● **TASK BRIEF**
Which lines of the items contain the word "bench"? Pull out each one and copy it, with case counting.

● **DATASET ENTRIES**
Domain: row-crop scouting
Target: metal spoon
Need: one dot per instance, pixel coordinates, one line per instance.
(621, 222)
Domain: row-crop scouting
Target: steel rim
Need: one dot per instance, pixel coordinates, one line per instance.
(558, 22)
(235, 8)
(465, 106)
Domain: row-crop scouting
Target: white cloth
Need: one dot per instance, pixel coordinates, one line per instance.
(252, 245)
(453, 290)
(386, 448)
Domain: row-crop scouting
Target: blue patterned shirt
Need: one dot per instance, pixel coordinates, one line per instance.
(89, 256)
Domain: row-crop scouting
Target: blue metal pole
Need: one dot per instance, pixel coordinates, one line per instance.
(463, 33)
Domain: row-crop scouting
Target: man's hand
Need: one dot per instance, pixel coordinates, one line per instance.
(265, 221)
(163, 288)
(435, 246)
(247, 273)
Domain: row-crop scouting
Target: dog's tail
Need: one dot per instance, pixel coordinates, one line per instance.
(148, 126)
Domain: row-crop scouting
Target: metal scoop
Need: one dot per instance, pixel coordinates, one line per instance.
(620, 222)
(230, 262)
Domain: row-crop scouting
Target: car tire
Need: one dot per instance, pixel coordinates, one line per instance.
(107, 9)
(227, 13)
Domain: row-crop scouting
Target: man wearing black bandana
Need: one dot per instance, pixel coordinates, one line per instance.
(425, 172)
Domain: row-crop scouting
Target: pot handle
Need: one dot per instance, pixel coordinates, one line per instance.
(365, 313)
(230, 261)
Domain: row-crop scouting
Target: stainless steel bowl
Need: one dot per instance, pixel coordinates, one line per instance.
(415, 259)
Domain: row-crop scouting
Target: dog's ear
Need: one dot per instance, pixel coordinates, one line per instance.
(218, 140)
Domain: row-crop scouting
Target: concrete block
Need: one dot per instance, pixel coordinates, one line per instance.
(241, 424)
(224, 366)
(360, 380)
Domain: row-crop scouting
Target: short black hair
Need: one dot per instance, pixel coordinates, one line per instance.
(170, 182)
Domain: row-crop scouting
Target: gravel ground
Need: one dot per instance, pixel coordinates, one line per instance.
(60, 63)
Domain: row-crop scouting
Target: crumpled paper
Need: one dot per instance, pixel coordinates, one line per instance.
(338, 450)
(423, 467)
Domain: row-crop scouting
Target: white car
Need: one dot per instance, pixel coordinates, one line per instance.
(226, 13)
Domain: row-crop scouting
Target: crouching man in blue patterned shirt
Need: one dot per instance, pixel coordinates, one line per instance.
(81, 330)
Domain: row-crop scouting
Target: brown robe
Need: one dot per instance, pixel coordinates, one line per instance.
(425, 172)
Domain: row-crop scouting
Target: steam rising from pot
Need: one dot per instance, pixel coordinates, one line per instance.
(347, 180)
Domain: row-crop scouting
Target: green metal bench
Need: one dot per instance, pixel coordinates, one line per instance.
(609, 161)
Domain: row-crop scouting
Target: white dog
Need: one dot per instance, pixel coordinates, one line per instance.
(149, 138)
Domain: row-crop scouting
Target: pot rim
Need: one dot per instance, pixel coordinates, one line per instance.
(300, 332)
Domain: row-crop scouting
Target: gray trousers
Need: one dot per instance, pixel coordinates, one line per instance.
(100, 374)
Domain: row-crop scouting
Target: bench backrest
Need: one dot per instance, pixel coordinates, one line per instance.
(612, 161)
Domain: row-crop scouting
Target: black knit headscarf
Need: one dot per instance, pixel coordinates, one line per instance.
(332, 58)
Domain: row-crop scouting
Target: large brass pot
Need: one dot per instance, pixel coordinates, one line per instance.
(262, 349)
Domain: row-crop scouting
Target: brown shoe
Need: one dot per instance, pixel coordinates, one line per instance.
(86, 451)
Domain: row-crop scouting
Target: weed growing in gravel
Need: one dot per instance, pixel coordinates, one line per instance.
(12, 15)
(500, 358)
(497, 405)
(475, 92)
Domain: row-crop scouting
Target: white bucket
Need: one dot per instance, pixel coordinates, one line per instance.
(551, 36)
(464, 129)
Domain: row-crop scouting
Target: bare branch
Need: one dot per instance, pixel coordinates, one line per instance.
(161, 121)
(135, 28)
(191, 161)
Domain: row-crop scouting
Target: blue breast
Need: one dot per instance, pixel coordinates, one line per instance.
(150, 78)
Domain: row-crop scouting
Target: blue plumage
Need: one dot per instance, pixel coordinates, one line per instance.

● **FULL RESPONSE**
Target: green metal bench
Target: bench backrest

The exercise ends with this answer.